WORK ITEM =>
The whole listing needs retyping exactly; keep the pictures out of it.

*** Opening of RAW DATA ***

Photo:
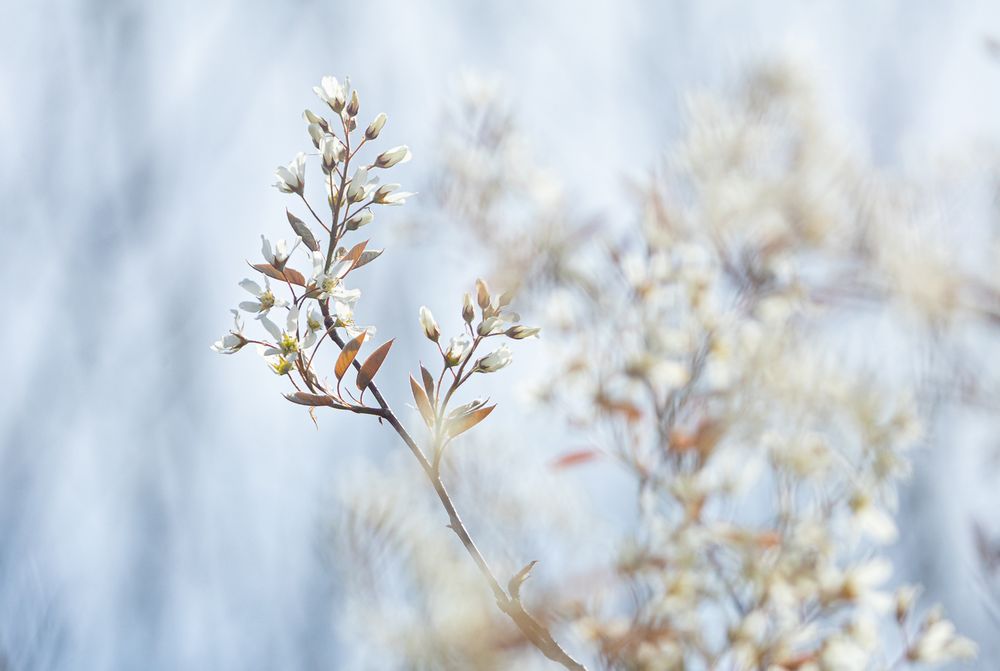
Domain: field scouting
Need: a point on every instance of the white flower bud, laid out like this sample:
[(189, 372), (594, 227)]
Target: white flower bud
[(292, 178), (468, 309), (356, 191), (331, 92), (394, 156), (375, 127), (495, 360), (333, 151), (316, 133), (354, 106), (316, 119), (387, 195), (360, 219), (520, 332), (458, 349), (430, 326)]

*** Close of RAW DATA ***

REPLY TO THE EXERCISE =>
Photo:
Domain: field scouting
Need: a point on every instance of the white flower bud, laid out like this sample:
[(189, 372), (594, 227)]
Target: white flower bud
[(292, 178), (468, 309), (356, 191), (331, 92), (394, 156), (375, 127), (495, 360), (333, 151), (316, 133), (354, 106), (316, 119), (387, 195), (360, 219), (520, 332), (458, 349), (430, 326)]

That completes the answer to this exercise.